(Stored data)
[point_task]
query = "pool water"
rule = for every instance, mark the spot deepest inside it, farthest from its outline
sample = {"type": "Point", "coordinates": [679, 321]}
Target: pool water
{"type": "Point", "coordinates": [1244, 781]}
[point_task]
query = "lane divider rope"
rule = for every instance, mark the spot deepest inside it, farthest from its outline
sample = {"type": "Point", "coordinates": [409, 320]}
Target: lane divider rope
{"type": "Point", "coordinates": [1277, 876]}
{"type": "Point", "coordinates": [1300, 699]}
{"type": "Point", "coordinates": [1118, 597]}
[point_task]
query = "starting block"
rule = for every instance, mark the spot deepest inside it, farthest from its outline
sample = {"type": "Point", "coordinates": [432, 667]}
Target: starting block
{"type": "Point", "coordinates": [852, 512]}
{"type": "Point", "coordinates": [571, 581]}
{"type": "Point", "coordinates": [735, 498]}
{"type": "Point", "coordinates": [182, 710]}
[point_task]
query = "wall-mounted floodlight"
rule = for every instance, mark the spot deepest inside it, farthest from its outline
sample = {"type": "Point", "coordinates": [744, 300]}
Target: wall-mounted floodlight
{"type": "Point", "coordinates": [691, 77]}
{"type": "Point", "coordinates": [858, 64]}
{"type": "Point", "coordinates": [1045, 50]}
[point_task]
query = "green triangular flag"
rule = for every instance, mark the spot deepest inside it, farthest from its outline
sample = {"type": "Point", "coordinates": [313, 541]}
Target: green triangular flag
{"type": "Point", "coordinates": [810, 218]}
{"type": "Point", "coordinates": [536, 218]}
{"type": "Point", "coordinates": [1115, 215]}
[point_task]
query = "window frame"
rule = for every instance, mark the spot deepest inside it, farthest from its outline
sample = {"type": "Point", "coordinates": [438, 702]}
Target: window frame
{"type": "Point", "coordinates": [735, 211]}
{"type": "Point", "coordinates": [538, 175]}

▶ **TO DO**
Write down every line of the data above that includes the string "sample".

▶ **YOUR SOLUTION**
sample = {"type": "Point", "coordinates": [679, 321]}
sample = {"type": "Point", "coordinates": [409, 320]}
sample = {"type": "Point", "coordinates": [432, 667]}
sample = {"type": "Point", "coordinates": [744, 300]}
sample = {"type": "Point", "coordinates": [313, 541]}
sample = {"type": "Point", "coordinates": [438, 702]}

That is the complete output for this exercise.